Daftar Tugas:
(A) Tuliskan ulang kata demi kata bagian teks bacaan mulai dari "Pelajaran apa yang" sampai dengan "dari luar negeri.".
(B) Menurut teks bacaan, pada tanggal berapa Kosudgama berdiri sebagai badan hukum?

____ Teks Bacaan

ANGGRAINI DESTI WULANDARI (20210848) 
KARIMAH PATRYANI (23210835)
MAY PUSPITA SARI (29210044)
NUR FADHILLAH (25210123)
RAHMI ISMAYANI (25210588)



Review Jurnal Ekonomi Koperasi (3)


Judul : MEMBANGKITKAN EKONOMI KERAKYATAN MELALUI GERAKAN KOPERASI: PERAN PERGURUAN TINGGI
Oleh : Mubyarto




Pendahuluan :
Universitas Gadjah Mada (UGM) sebagai Perguruan Tinggi tertua sesudah kemerdekaan (lahir 19 Desembar 1949) adalah universitas Perjuangan yang berasas kerakyatan. Artinya misi utama perguruan tinggi di samping Tri Dharma (1) Pendidikan dan Pengajaran; (2) Penelitian; dan (3) Pengabdian pada Masyarakat, UGM juga merupakan lembaga (untuk membantu) perjuangan bangsa Indonesia mewujudkan masyarakat yang adil dan makmur dengan asas kerakyatan(demokrasi ekonomi). Dalam pengertian kerakyatan/demokrasi ekonomi, produksi (dan distribusi) dikerjakan oleh semua warga masyarakat dibawah pimpinan dan pengawasan anggota masyarakat. Kerakyatan adalah demokrasi sesuai budaya Indonesia dan sebagai sila ke-4 Pancasila sebagaimana tercantum dalam Pembukaan UUD 1945.

II KOSUDGAMA Membangkitkan Ekonomi Kerakyatan
Koperasi Serba Usaha Dosen Gadjah Mada (Kosudgama) berdiri sebagai badan hukum tanggal 31 Maret 1982 dan berkantor di satu rumah dinas milik UGM di Bulaksumur A-14, yang sampai sekarang tetap menjadi kantor pusatnya, meskipun sudah berubah wajah menjadi pusat bisnis dengan toko swalayan, apotik, dan warung telepon untuk umum. Salah satu kemajuan Kosudgama yang patut disebut adalah bahwa keanggotaannya kini menarik orang-orang di luar UGM sendiri, yaitu pegawai UGM bukan dosen, dan dosen-dosen di luar UGM seperti UPN Veteran, UII, dan sebagainya.
Pelajaran apa yang dapat ditarik dari pengalaman keberhasilan Kosudgama? Pertama, kesungguhan kerja pengurus dan staf serta kesetiaan mereka pada prinsip-prinsip berkoperasi, yaitu bekerjasama dengan ikhlas dan jujur demi kepentingan anggota. Prinsip kerja koperasi untuk melayani dan sekaligus memperjuangkan kepentingan ekonomi anggota adalah penting sekali, dan keberhasilannya merupakan ukuran utama misi organisasi. Kedua, Kosudgama adalah koperasi perkumpulan orang, bukan organisasi yang dibentuk terutama untuk menghimpun modal.  Ketika Kosudgama berdiri tahun 1982 tujuan utama koperasi yang diperjuangkan pengurus adalah mengadakan rumah bagi dosen-dosen muda yang sangat membutuhkan, dan membeli buku-buku ajar (textbook) yang relatif mahal dari luar negeri.

________
____ Informasi yang Diberikan

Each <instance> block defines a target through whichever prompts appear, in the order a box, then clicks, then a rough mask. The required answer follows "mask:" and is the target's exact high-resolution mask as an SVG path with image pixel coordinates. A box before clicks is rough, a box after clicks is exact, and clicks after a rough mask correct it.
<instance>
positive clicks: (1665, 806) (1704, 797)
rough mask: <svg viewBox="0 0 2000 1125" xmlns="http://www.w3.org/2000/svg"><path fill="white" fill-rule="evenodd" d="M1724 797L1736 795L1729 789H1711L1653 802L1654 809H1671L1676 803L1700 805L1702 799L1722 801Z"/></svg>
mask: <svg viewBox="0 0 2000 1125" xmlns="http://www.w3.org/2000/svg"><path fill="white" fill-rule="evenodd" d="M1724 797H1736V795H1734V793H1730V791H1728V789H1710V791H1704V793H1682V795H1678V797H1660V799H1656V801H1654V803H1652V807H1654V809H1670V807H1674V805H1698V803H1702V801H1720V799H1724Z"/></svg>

________

Jawaban Tugas:
(A)
Pelajaran apa yang dapat ditarik dari pengalaman keberhasilan Kosudgama? Pertama, kesungguhan kerja pengurus dan staf serta kesetiaan mereka pada prinsip-prinsip berkoperasi, yaitu bekerjasama dengan ikhlas dan jujur demi kepentingan anggota. Prinsip kerja koperasi untuk melayani dan sekaligus memperjuangkan kepentingan ekonomi anggota adalah penting sekali, dan keberhasilannya merupakan ukuran utama misi organisasi. Kedua, Kosudgama adalah koperasi perkumpulan orang, bukan organisasi yang dibentuk terutama untuk menghimpun modal.  Ketika Kosudgama berdiri tahun 1982 tujuan utama koperasi yang diperjuangkan pengurus adalah mengadakan rumah bagi dosen-dosen muda yang sangat membutuhkan, dan membeli buku-buku ajar (textbook) yang relatif mahal dari luar negeri.

(B) Kosudgama berdiri sebagai badan hukum pada tanggal 31 Maret 1982.